Only one stretch of the data below is wanted: the lines from the one with "shrub -> one" through the one with "dirt path ->", repeated exactly.

DATA SECTION Block Start

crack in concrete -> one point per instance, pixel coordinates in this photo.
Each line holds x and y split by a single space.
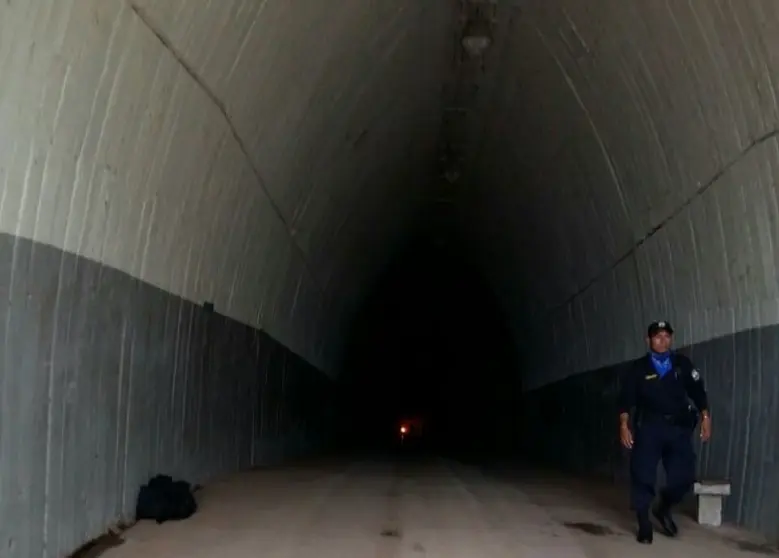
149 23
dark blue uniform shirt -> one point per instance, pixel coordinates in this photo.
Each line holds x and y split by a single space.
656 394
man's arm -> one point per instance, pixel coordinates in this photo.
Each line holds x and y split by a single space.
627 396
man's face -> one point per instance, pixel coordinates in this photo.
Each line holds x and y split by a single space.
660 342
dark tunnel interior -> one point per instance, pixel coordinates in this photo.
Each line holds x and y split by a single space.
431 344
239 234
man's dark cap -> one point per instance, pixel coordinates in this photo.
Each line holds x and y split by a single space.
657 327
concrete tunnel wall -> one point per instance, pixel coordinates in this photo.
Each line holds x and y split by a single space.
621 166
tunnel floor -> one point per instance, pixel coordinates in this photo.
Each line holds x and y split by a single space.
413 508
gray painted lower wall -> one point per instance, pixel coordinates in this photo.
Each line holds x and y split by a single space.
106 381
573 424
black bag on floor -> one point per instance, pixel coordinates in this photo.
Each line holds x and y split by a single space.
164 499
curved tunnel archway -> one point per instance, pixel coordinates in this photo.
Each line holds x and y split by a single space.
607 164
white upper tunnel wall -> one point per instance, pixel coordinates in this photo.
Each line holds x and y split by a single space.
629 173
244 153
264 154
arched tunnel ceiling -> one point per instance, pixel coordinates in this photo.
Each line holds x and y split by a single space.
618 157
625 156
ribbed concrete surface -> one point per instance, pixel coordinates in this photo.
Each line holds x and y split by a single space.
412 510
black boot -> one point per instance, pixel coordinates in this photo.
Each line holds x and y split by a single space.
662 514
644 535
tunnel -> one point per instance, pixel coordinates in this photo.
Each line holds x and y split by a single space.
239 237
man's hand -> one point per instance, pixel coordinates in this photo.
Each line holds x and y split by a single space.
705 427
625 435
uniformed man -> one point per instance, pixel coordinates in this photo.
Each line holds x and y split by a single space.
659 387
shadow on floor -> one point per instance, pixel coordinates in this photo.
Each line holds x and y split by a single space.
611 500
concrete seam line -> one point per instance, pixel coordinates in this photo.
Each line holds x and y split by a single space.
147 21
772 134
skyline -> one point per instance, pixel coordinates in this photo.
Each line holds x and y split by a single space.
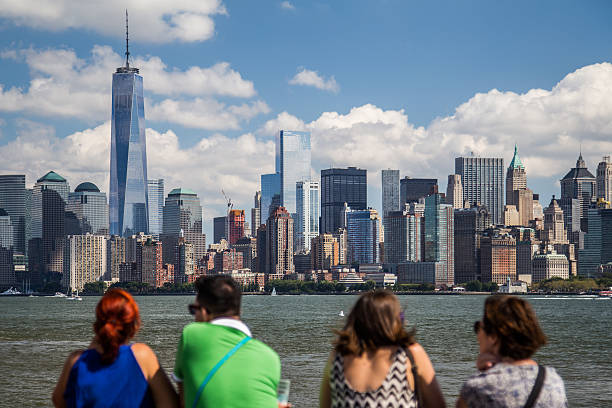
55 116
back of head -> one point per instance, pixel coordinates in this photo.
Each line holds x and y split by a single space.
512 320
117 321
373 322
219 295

DATA SECTION Block End
DATA SECTION Block Start

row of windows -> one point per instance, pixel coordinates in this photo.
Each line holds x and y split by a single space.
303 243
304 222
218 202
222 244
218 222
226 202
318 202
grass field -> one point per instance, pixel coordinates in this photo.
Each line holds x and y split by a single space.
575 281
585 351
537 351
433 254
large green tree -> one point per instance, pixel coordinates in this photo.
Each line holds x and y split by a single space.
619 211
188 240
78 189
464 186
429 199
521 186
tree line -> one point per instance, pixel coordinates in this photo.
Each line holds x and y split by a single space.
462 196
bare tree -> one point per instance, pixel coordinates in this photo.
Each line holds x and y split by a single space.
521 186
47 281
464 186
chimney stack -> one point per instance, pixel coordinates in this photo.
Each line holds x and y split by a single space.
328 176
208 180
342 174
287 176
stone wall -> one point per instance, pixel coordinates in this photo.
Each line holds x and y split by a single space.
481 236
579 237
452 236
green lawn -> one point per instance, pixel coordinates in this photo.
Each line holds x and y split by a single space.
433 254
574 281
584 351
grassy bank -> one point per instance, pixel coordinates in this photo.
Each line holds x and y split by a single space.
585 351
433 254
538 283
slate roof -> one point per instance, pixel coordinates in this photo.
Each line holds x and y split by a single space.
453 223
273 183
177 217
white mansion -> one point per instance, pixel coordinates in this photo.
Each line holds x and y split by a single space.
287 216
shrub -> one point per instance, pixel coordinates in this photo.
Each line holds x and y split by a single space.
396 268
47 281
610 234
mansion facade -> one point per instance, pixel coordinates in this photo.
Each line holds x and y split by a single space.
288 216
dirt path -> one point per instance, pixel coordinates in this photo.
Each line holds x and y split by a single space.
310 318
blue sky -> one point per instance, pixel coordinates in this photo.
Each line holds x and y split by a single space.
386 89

DATA SECTION Block End

> [EXERCISE RESPONSE]
shrub -> one point per instance, pixel coordinates in this photo.
Each line holds x and y split by a single space.
396 268
47 281
610 234
mansion facade -> one point per instance, pixel coordinates in this photo.
Each line holds x and y split by a single space.
288 216
dirt path -> one point per instance, pixel coordinates in this photo.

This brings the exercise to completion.